La stessa strategia fu applicata nel 1982 per AT&T che venne obbligata a dividere la sua rete locale in sette compagnie regionali (Regional Bell Operating Companies) mantenendo però il controllo sulle telecomunicazioni a lunga distanza e la sua divisione dedicata alle apparecchiature per le telecomunicazioni (che fu poi divisa nuovamente e acquisita da Nokia). Dividere AT&T sembrò per tutti una soluzione ottimale che avrebbe riportato competitività nel mercato delle telecomunicazioni. Tuttavia non andò esattamente così, gli effetti di questi provvedimenti furono molto limitati. Dividere la rete locale da quella a lunga distanza aprì un nuovo mercato per altri concorrenti in quest’ultimo campo e il mercato per le apparecchiature per le telecomunicazioni fu liberalizzato dividendo un singolo cliente in otto concorrenti.

Questa divisione portò anche alla necessità di costruire reti nelle città per collegare i clienti aziendali. Nel caso dei normali clienti, che vivevano nei sobborghi di New York o Miami e desideravano un telefono, si sarebbero dovuti confrontare comunque con un monopolio. Perché nonostante vi fosse molta concorrenza nel mercato delle comunicazioni a lunga distanza, non ve ne era nessuna per le comunicazioni regionali, che erano in mano alle sette aziende regionali.

E’ molto semplice spiegare il perché: le reti telefoniche sono un monopolio naturale, così come le reti di distribuzione dell’acqua, del gas e dell’elettricità. Costruire una rete telefonica è costoso, non tanto quanto costruirne una idrica per esempio, ma l’investimento si ripagherebbe comunque in un lungo periodo, quindi non è una spesa facile per nuove aziende. Non è possibile inoltre dividere il cavo che arriva in casa delle persone e assegnarlo a varie aziende.

Per questo Telecom in Italia non può controllare totalmente la rete essendo contemporaneamente un operatore telefonico, perché il controllo della rete porta automaticamente in svantaggio eventuali concorrenti. L’AGCom infatti ha deliberato che Telecom venga posta nei servizi soggetti agli obblighi da Servizio Universale.

* * *

• _OBIETTIVO 1_
Spiega perché, secondo il brano sulla divisione di AT&T, le reti telefoniche sono un monopolio naturale.
• _OBIETTIVO 2_
In quante compagnie regionali venne divisa nel 1982 la rete locale di AT&T, stando al brano sulla divisione di AT&T?
• _OBIETTIVO 3_
Prosegui il brano sulla divisione di AT&T a partire dall'ultima frase riportata.

(Dati di origine)
* * *

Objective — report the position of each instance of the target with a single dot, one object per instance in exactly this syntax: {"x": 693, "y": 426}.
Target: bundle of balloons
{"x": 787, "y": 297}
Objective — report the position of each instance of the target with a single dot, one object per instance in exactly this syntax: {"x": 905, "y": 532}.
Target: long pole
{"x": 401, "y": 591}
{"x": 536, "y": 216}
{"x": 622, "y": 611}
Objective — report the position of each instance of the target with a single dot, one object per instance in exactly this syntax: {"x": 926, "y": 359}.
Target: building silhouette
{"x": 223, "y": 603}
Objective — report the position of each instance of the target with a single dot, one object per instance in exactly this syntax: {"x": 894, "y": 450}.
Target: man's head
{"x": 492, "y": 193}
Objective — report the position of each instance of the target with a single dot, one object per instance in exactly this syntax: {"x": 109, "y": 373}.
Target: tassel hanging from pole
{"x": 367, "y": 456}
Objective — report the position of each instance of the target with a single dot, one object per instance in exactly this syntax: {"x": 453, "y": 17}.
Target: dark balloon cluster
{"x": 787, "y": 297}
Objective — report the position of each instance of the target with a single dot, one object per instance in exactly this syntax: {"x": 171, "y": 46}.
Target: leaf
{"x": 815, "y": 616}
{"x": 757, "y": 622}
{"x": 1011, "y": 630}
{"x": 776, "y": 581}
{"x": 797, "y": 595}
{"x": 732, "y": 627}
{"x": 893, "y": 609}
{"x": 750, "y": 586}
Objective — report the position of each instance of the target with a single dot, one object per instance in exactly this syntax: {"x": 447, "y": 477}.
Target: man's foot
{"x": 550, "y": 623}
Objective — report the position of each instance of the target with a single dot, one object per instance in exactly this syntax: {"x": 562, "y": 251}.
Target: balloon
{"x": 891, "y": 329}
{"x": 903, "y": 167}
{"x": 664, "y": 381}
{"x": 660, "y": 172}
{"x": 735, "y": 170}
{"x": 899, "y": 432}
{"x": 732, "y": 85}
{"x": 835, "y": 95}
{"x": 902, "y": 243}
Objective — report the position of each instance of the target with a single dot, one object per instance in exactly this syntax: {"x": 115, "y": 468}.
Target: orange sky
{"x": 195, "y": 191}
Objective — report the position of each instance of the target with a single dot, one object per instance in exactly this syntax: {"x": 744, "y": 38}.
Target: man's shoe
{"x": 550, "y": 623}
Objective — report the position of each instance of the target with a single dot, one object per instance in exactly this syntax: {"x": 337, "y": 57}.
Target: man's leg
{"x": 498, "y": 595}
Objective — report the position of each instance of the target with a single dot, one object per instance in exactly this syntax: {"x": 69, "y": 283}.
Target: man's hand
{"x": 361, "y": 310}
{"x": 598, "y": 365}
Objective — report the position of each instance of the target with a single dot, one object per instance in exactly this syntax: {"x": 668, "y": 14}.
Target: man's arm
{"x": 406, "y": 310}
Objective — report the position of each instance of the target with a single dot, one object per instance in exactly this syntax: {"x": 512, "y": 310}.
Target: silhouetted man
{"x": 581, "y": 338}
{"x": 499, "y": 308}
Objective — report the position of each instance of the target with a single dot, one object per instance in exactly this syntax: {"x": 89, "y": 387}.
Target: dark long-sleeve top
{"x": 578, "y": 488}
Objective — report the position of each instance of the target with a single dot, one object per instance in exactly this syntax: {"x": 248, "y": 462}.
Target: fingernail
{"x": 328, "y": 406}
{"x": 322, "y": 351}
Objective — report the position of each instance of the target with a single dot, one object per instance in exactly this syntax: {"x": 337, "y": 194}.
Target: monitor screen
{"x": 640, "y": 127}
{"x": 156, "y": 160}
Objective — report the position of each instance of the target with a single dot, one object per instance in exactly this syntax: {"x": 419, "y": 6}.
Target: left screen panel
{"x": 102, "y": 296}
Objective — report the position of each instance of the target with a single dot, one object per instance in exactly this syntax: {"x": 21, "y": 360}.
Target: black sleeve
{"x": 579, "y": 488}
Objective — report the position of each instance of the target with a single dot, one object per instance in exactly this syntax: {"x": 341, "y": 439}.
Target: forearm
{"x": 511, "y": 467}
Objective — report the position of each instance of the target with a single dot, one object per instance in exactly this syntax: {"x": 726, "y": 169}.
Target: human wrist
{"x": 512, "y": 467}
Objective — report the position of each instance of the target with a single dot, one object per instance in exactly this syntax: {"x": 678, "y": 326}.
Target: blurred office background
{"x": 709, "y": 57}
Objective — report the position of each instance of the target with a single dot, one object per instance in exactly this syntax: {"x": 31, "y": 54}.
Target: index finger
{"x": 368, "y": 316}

* * *

• _RISPOSTA CORRETTA 1_
Costruire una rete telefonica è costoso e l'investimento si ripaga solo in un lungo periodo, quindi è una spesa difficile per nuove aziende. Inoltre non è possibile dividere il cavo che arriva in casa delle persone e assegnarlo a varie aziende.

• _RISPOSTA CORRETTA 2_
In sette compagnie regionali, le Regional Bell Operating Companies.

• _RISPOSTA CORRETTA 3_
Vent’anni dopo la divisione di AT&T, finì nel mirino del DoJ l’azienda di Redmond: Microsoft, la proposta che fu avanzata prevedeva la divisione di Microsoft in Windows e Office così da diminuire l’effetto di rete: tanti più utenti utilizzavano Windows tanto più Office diventava utile, ma Office era disponibile solo su Windows. La proposta comunque non passò, ma avrebbe funzionato?

Tornando al 1911 la divisione di Standard Oil provocò tre effetti:
  • Rimpiazzò un’unica compagnia, che era il principale acquirente e il principale venditore sul mercato con tante compagnie concorrenti.
  • Eliminò la possibilità che il controllo pozzi di estrazione, delle raffinerie, delle tubature, dei trasporti e dei venditori potesse essere utilizzato per eliminare la concorrenza.
  • Eliminò una gigantesca compagnia sul mercato rimpiazzandola con tante piccole compagnie con meno influenza.

Supponendo che fosse avvenuto lo stesso per Windows e Office, cosa sarebbe successo? Sicuramente l’azienda sarebbe diventata meno imponente, diminuendone il peso sul mercato e inoltre la collaborazione tra Windows e Office sarebbe terminata annullando l’effetto di rete.

Non è certo ma è alquanto improbabile però che queste aziende avrebbero trovato una schiera di concorrenti pronti ad attenderle. Così come successe per le “Regional Bell Operating Companies” i consumatori avrebbero dovuto affrontare nuovamente dei monopoli.

Le persone avrebbero comunque utilizzato Windows e Office per l’effetto di rete, che era interno a questi prodotti, non esterno (nessuno utilizzava Windows solo per Office e viceversa). Utilizzavamo Windows perché era disponibile software per esso e gli sviluppatori scrivevano software perché Windows aveva gli utenti che lo avrebbero utilizzato. Questo non aveva nulla a che fare con Office.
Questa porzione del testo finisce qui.